- Fuente
|---|
La salida del comando sale toda por pantalla, pero el archivo emerge.info lo crea (con las dos líneas que decía en el mensaje anterior).

----------

## Coghan

 *Chichoplo wrote:*   

> La cuestión es que "emerge --pretend" me está sacando muchísimos paquetes y no puedo hacer scroll para leerlos todos

 

Existen fórmulas más sencillas para esto.

Amplia el buffer del scroll de tu consola, en todas existe una opción configurable para hacer esto. Por Ejemplo en xterm puedes añadir -sl <num> donde <num> indica la cantidad de líneas que quieres que guarde. En x11-terms/terminal en Preferencias-->General existe la opción Desplazamiento hacia atrás. Así en todas. Busca la ayuda de la consola que uses.

Hace tiempo y gracias a este foro encontré app-misc/screen que entre otras muchas virtudes como la de poder desconectarse de la consola y volver a enganchar donde lo dejaste, tiene la opción de scroll entrando en el "Copy/Scrollback mode" pulsando Ctrl+A ESC y  moviendote con los cursores, con la opción -h <num> asignas el número de líneas al buffer o añadiendo la siguiente opción a tu .screenrc defscrollback num. Te sugiero el hilo donde se habla de esto:

[Guía] - Iniciación a GNU Screen

----------

## Chichoplo

Bueno, todo este problema me estaba surgiendo sin arrancar las X, directamente en el terminal, por lo que no había barra de scroll (o al menos, si se puede hacer scroll ahí yo lo desconozco). Y lo de usar screen no se me había ocurrido (por cierto, aunque más o menos me manejo con él, te agradezco el enlace, muy bueno). Lo que estaba haciendo era conectar por ssh desde otro terminal y problema solucionado.

Peor me gustaría averiguar el problema de todo esto, que estas cosas son las que te hacen conocer mejor el sistema. Si a alguien se le ocurre por donde puede venir el problema, se lo agradecería  :Smile: 

Saludos!

----------

## ekz

 *Chichoplo wrote:*   

> (o al menos, si se puede hacer scroll ahí yo lo desconozco)

 

Solo mencionar que para retroceder/avanzar en consolas (ctrl+alt+f*) se utiliza la combinación Shift (mayúsculas) + RePag/AvPag.

¡Saludos!

----------
|---|
- Datos registrados

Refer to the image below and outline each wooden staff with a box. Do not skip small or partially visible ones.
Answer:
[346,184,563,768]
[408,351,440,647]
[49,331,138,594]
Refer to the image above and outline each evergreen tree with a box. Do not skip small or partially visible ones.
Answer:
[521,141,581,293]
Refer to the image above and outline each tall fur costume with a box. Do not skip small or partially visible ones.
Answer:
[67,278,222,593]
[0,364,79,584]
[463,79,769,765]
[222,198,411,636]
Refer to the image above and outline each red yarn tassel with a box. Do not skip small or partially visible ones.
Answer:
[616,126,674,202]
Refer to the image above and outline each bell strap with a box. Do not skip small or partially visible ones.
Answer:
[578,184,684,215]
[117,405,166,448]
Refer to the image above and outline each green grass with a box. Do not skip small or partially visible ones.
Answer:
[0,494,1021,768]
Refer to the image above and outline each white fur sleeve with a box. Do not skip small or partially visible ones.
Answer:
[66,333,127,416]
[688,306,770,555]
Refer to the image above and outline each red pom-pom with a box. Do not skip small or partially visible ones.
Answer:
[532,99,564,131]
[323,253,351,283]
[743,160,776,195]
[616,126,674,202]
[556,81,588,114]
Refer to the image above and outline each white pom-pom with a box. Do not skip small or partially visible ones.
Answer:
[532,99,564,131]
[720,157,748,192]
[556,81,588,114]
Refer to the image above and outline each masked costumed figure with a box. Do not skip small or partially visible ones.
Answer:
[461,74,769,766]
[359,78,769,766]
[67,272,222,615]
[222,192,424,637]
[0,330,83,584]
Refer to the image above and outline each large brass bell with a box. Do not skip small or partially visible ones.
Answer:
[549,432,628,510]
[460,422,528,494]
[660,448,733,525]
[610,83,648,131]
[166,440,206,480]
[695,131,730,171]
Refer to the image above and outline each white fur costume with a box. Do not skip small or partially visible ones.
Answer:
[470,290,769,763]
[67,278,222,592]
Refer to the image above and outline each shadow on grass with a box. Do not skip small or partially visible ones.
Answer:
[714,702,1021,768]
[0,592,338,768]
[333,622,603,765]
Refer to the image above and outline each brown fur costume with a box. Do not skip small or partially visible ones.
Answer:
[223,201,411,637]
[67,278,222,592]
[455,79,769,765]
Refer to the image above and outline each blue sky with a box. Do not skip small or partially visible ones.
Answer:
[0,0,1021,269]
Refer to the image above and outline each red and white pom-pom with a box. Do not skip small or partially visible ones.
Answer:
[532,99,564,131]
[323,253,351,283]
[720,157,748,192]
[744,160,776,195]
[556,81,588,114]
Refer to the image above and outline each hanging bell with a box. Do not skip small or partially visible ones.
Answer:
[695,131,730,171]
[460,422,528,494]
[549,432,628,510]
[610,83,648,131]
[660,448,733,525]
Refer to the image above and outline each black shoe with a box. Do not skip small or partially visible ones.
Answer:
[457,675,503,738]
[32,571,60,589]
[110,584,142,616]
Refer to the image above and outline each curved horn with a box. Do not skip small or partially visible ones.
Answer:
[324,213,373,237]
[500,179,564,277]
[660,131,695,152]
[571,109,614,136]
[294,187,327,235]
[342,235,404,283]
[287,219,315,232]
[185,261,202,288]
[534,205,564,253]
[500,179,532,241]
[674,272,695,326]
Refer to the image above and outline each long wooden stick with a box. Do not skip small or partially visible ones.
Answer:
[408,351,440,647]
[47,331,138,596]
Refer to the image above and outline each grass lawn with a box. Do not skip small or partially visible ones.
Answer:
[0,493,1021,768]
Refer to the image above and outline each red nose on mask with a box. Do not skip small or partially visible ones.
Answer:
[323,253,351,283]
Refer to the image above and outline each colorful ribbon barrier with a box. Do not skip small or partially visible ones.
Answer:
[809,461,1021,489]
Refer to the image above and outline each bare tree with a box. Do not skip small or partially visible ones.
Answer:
|---|
- Objetivo de la tarea
Responde estas preguntas con datos del hilo del foro:
(a) En xterm, ¿qué opción fija la cantidad de líneas que guarda el buffer del scroll?
(b) ¿Qué teclas hay que pulsar en screen para entrar en el "Copy/Scrollback mode"?
(c) ¿Qué combinación sirve para retroceder o avanzar en las consolas (ctrl+alt+f*)?
Para responder, básate únicamente en el hilo del foro.

- Respuesta
(a) La opción -sl <num>, donde <num> es la cantidad de líneas.
(b) Ctrl+A ESC.
(c) Shift (mayúsculas) + RePag/AvPag.